WHAT YOU HAVE TO DO
Rewrite the items below as a numbered list, leaving out any blank lines.

INPUT FOR THIS TASK

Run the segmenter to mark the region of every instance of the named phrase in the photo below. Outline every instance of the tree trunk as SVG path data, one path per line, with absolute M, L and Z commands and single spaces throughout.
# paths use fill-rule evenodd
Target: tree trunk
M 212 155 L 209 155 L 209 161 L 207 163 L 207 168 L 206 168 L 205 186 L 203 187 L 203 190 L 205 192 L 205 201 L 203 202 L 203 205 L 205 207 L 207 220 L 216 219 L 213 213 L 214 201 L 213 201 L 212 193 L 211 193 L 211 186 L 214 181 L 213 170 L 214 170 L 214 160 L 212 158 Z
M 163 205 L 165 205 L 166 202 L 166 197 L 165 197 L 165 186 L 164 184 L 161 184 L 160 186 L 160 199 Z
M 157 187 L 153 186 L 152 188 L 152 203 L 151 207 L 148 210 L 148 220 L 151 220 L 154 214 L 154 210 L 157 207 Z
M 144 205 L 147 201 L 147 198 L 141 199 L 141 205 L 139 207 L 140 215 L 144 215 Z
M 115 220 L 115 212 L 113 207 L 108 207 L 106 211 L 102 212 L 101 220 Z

CORRECT ANSWER
1. Run the segmenter to mark the region of every instance of the named phrase in the photo below. Outline every instance of the tree trunk as SVG path data, one path per line, with absolute M, L and Z commands and single spaces throughout.
2. # paths use fill-rule evenodd
3. Target: tree trunk
4. M 212 155 L 209 155 L 209 161 L 207 163 L 207 168 L 206 168 L 205 186 L 203 187 L 203 190 L 205 192 L 205 201 L 203 202 L 203 205 L 205 207 L 207 220 L 216 219 L 213 213 L 214 201 L 213 201 L 212 193 L 211 193 L 211 186 L 214 181 L 213 170 L 214 170 L 214 160 L 212 158 Z
5. M 163 205 L 165 205 L 166 202 L 166 197 L 165 197 L 165 186 L 164 184 L 161 184 L 160 186 L 160 199 Z
6. M 157 187 L 153 186 L 152 188 L 152 203 L 151 207 L 148 210 L 148 220 L 151 220 L 154 214 L 154 210 L 157 207 Z
7. M 144 205 L 147 201 L 147 198 L 141 199 L 141 205 L 139 207 L 140 215 L 144 215 Z
8. M 115 220 L 115 212 L 113 207 L 108 207 L 106 211 L 102 212 L 101 220 Z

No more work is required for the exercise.